__取り組む内容__. 債権譲渡の対抗要件に関する文章から、「(債権譲渡の対抗要件)」で始まり「たため、単に「債権」とした。」に至るまでの部分を、一字も変えずに返してください。

__提示された文章__.
= = =

法学民事法民法コンメンタール民法第3編 債権

条文 編集

(債権譲渡の対抗要件)

第467条
  1. 債権の譲渡(現に発生していない債権の譲渡を含む。)は、譲渡人が債務者に通知をし、又は債務者が承諾をしなければ、債務者その他の第三者に対抗することができない。
  2. 前項の通知又は承諾は、確定日付のある証書によってしなければ、債務者以外の第三者に対抗することができない。

改正経緯 編集

2017年改正により、以下のとおりの改正がなされた。

  • 見出し
    改正により、債権概念が整理され、旧指名債権以外の債権は有価証券にまとめられたため、単に「債権」とした。
    • (改正前)指名債権譲渡の対抗要件
    • (改正後)債権譲渡の対抗要件
  • 第1項
    前条により、債権譲渡の対象に「将来債権」を含むことが明示されたことに伴う改正。

= = =

__表示された記録__.

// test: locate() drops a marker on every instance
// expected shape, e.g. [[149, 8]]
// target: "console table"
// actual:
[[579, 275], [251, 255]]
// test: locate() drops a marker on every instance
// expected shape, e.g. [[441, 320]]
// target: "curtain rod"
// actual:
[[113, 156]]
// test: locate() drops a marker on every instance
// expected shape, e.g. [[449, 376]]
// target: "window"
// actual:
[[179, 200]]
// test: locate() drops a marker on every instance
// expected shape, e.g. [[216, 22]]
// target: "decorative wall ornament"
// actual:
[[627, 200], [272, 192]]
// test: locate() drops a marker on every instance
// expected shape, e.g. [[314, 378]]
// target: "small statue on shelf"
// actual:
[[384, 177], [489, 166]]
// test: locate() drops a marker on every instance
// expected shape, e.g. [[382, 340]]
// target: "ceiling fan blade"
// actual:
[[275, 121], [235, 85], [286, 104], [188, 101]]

= = =

__演習の結果__.
(債権譲渡の対抗要件)

第467条
  1. 債権の譲渡(現に発生していない債権の譲渡を含む。)は、譲渡人が債務者に通知をし、又は債務者が承諾をしなければ、債務者その他の第三者に対抗することができない。
  2. 前項の通知又は承諾は、確定日付のある証書によってしなければ、債務者以外の第三者に対抗することができない。

改正経緯 編集

2017年改正により、以下のとおりの改正がなされた。

  • 見出し
    改正により、債権概念が整理され、旧指名債権以外の債権は有価証券にまとめられたため、単に「債権」とした。